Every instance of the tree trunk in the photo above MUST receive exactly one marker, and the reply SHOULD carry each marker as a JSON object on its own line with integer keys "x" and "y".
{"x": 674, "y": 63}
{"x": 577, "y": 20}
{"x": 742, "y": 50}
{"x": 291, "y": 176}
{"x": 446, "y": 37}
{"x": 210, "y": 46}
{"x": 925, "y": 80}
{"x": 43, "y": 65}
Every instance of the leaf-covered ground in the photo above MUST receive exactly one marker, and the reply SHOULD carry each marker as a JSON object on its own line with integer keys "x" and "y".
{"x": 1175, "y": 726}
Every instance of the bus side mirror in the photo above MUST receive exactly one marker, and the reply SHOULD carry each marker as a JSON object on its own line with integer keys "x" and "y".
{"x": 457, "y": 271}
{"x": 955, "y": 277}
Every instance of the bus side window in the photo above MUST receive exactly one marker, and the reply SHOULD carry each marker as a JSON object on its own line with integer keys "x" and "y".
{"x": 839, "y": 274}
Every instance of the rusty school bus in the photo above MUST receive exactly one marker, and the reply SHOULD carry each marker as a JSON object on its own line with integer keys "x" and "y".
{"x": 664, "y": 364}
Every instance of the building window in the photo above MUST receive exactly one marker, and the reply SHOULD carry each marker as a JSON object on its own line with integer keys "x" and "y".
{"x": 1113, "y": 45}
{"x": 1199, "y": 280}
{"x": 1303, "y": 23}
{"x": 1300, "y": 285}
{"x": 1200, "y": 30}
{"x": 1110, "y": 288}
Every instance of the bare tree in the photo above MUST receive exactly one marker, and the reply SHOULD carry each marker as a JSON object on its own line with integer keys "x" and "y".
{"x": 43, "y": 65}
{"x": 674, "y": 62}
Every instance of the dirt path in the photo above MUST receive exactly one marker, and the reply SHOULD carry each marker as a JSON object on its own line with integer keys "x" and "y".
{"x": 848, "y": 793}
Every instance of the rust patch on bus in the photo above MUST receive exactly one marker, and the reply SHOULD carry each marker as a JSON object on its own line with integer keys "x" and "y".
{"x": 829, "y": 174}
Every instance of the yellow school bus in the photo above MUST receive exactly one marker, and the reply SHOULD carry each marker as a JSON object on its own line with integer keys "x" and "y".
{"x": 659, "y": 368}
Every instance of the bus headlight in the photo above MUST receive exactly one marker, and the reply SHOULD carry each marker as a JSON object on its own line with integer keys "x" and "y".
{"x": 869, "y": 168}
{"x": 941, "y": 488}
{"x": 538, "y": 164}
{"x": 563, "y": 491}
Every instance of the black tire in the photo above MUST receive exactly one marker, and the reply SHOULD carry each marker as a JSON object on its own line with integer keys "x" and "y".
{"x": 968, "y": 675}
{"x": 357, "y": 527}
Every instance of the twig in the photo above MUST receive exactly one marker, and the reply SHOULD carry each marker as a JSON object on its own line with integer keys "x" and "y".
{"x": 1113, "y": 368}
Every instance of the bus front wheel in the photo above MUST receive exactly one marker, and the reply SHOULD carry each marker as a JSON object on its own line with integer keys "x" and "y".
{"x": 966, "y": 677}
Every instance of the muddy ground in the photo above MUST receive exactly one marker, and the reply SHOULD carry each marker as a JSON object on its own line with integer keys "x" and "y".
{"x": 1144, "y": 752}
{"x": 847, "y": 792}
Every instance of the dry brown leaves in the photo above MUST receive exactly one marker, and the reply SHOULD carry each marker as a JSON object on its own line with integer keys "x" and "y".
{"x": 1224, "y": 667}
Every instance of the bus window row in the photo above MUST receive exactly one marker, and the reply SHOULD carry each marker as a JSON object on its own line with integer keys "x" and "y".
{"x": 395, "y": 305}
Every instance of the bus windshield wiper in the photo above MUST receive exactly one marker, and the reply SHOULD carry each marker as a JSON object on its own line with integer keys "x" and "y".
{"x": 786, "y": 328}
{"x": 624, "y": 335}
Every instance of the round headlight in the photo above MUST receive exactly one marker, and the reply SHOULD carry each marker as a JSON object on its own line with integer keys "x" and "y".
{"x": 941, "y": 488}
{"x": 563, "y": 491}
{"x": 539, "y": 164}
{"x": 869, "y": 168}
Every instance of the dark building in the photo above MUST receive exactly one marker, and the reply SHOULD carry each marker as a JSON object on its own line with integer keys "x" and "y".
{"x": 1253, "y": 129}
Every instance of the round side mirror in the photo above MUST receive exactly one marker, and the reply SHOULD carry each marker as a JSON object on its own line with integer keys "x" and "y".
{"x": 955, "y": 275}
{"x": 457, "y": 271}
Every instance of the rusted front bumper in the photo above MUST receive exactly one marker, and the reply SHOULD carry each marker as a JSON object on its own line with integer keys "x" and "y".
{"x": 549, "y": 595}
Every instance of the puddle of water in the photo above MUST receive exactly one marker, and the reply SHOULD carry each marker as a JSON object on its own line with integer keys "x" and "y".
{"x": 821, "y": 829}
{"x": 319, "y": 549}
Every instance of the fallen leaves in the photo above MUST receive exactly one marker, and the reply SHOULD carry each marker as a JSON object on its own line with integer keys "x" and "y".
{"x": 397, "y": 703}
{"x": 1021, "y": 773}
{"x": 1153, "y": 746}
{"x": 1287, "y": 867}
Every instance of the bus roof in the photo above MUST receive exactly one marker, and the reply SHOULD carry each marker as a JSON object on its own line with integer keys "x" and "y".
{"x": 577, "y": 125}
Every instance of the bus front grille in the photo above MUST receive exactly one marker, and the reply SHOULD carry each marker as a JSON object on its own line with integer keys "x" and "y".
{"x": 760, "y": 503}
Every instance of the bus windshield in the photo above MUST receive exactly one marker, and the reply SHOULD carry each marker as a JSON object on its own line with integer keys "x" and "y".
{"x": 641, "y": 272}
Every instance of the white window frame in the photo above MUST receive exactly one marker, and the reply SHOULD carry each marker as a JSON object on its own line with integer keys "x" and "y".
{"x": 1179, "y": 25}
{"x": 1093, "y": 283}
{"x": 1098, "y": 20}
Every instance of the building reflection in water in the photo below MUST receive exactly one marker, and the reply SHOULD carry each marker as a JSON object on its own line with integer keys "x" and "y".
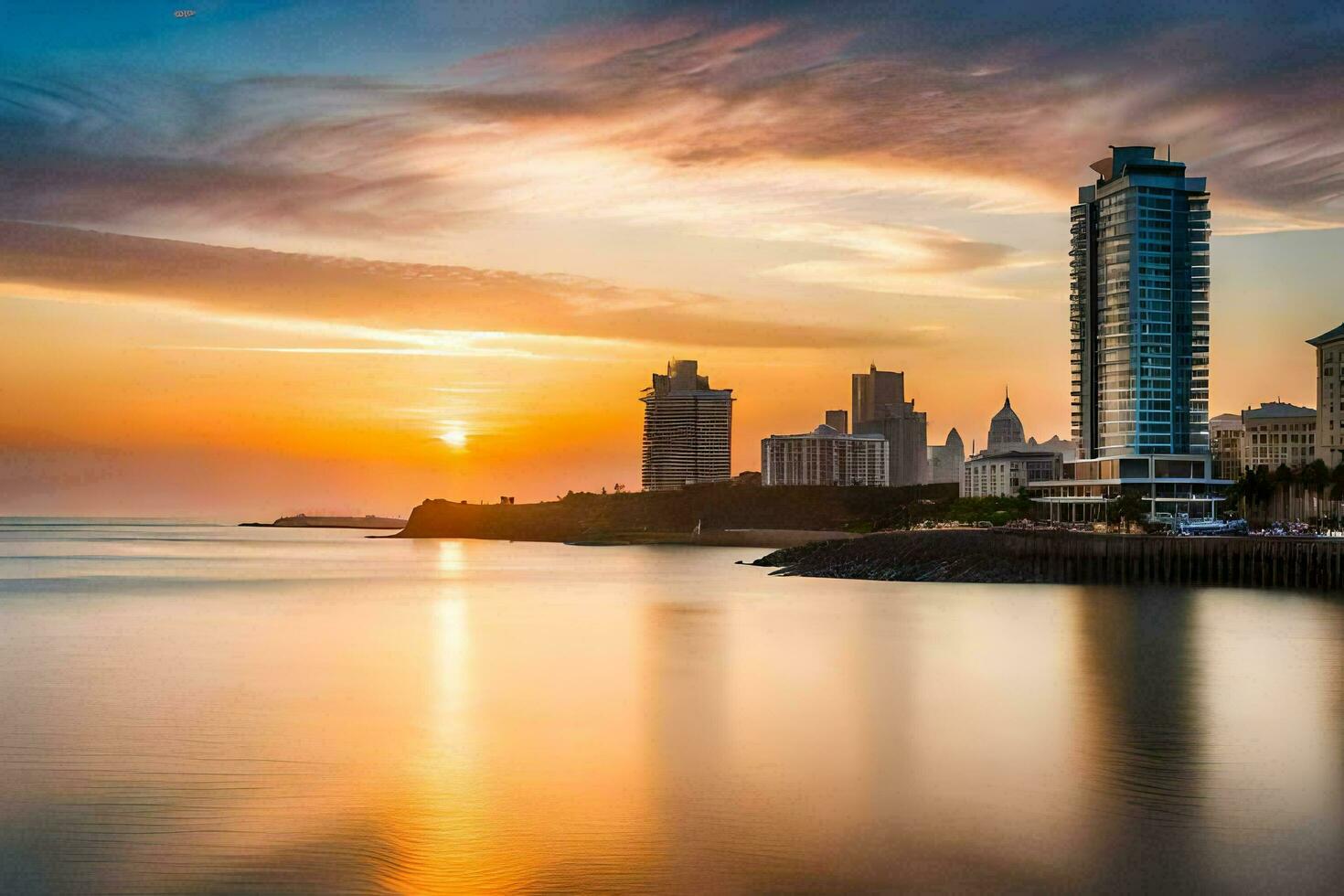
{"x": 1143, "y": 732}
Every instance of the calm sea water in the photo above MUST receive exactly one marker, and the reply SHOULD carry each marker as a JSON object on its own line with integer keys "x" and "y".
{"x": 200, "y": 709}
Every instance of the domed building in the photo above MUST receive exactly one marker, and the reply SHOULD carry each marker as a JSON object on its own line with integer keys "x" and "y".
{"x": 945, "y": 460}
{"x": 1006, "y": 427}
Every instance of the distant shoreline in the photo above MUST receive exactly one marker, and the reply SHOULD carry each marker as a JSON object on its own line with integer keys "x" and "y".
{"x": 1069, "y": 558}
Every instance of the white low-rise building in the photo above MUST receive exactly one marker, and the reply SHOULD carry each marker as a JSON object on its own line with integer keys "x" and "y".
{"x": 824, "y": 457}
{"x": 1004, "y": 473}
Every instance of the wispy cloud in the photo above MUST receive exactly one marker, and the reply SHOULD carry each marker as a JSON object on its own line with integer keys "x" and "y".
{"x": 425, "y": 308}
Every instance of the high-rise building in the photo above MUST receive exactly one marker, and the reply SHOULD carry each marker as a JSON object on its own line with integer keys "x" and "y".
{"x": 1138, "y": 308}
{"x": 1329, "y": 395}
{"x": 1278, "y": 432}
{"x": 824, "y": 457}
{"x": 1138, "y": 315}
{"x": 1226, "y": 435}
{"x": 880, "y": 409}
{"x": 687, "y": 430}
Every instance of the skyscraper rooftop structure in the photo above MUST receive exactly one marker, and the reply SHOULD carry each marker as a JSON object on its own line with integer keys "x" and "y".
{"x": 1006, "y": 427}
{"x": 687, "y": 430}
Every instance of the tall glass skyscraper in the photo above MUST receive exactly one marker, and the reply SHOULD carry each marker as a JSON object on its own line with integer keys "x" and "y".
{"x": 1138, "y": 308}
{"x": 1138, "y": 315}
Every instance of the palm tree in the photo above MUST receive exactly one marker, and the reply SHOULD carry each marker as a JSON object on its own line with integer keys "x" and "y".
{"x": 1338, "y": 484}
{"x": 1316, "y": 478}
{"x": 1284, "y": 478}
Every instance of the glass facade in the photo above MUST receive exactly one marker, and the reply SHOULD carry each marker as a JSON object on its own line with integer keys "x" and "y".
{"x": 1138, "y": 309}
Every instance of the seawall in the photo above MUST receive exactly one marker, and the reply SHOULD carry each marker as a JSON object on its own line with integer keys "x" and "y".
{"x": 1072, "y": 558}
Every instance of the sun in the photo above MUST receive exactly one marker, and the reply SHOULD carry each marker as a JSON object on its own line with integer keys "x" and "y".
{"x": 453, "y": 438}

* * * * *

# [The task]
Reproduce, unchanged, the line containing "Every instance of the tall" and each line after it through the end of the listing above, and nothing else.

# [Exercise response]
Every instance of the tall glass skyscraper in the photo above MUST receive exactly one marker, and the reply SHOULD carry each marker as a JSON object on its own line with integer keys "x" and "y".
{"x": 1138, "y": 308}
{"x": 1138, "y": 315}
Every instance of the palm tree in the photo above MUST receive exactly one marker, and the reply SHOULD carry each marker as a JSON object on its own line with integer keys "x" and "y".
{"x": 1338, "y": 484}
{"x": 1316, "y": 478}
{"x": 1284, "y": 478}
Every instance of the glass facade in the photo above MUST receive exactly one marker, and the reply SHOULD carry each marker as a JSON object on its own line with integer keys "x" and "y".
{"x": 1138, "y": 309}
Every instance of the seawall in the photo above MUST receive exactly one marker, and the reply SHOULD carry each marker as a JSON object on its own line with integer keys "x" and "y".
{"x": 1072, "y": 558}
Every instance of the sun in the photo above MUST receive exactly one marker, and the reply SHOULD carry each marker as a JSON object on its own line with integer keys "x" and "y".
{"x": 453, "y": 438}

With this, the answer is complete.